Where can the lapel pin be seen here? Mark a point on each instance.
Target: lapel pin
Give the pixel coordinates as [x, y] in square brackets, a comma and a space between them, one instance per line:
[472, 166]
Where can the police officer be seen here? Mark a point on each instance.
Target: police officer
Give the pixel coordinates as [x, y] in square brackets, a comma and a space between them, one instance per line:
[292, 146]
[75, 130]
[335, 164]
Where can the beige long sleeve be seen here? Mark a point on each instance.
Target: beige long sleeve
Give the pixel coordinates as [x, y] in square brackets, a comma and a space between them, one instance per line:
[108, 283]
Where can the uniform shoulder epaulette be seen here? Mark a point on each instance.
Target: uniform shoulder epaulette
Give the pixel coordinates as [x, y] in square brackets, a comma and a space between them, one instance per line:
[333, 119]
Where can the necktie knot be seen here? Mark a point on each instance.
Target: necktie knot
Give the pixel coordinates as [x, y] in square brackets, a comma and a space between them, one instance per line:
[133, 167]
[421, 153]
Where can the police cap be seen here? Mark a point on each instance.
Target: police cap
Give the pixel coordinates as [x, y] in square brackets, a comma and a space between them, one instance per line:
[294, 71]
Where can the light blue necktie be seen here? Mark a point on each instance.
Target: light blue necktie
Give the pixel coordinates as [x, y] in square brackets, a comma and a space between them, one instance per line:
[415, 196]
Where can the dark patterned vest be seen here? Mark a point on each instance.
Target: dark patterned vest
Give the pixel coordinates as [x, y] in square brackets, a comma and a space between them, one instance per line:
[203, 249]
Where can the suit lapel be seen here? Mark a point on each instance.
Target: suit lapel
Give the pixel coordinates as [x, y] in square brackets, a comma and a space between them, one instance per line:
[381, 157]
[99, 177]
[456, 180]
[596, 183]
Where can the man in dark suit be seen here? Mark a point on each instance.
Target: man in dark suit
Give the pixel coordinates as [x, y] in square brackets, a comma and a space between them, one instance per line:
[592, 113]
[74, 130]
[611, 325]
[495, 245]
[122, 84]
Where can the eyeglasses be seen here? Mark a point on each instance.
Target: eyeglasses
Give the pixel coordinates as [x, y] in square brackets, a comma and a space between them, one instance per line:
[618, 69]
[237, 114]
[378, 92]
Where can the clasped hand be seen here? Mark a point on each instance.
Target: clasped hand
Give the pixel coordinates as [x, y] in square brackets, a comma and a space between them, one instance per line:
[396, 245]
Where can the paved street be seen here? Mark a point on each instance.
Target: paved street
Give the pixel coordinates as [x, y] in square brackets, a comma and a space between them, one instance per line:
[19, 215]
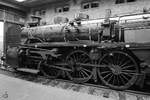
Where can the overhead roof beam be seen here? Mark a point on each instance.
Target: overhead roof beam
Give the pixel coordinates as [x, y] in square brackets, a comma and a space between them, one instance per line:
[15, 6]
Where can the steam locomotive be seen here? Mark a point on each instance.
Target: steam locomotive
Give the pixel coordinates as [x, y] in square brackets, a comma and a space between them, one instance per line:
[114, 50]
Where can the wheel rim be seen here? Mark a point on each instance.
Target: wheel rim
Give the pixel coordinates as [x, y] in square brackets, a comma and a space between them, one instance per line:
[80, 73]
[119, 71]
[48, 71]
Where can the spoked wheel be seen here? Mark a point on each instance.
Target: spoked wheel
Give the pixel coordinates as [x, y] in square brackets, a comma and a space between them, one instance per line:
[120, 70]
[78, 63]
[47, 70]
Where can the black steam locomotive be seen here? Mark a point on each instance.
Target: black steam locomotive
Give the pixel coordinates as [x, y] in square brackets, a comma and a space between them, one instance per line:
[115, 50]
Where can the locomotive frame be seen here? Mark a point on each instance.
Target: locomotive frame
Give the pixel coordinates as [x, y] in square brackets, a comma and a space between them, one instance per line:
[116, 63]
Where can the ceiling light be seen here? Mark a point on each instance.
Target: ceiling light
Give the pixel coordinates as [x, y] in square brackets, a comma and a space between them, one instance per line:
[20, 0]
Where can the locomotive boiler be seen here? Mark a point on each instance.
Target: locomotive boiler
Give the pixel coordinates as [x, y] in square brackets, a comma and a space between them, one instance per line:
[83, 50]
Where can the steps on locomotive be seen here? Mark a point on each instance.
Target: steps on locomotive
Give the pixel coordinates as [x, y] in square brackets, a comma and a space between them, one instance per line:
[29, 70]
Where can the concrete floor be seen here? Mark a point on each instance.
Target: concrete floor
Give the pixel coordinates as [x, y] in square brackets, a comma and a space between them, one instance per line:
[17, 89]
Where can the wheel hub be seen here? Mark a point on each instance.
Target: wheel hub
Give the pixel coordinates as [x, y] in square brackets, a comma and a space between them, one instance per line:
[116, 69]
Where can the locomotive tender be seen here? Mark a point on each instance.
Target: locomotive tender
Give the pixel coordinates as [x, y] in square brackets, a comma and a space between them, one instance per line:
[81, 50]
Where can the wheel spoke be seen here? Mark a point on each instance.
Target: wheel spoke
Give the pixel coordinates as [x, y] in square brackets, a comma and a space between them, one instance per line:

----

Your goal ::
Starting with the line that contains "Where can the wheel hub" and going on through the end of the entries, render each line as an item in a numbered list, leaving out any blank lines.

Result of the task ::
1. Where can the wheel hub be seen here? Mark a point on each instance.
2. Target: wheel hub
3. Give the pixel coordinates as [x, y] in square brackets, a comma and a space between them, one instance per line:
4. [116, 69]
5. Where can the locomotive tender be seen here? Mark a point on each instance.
6. Target: locomotive tender
7. Give the pixel coordinates as [x, y] in square brackets, a comma and a space between them, one instance per line:
8. [81, 50]
9. Where can the wheel spoke be seen here? Mark a point on each instance.
10. Target: wheel spoke
11. Give the pixel coordinates as [x, y] in square brackets, a comma and a space between them, one instance per line:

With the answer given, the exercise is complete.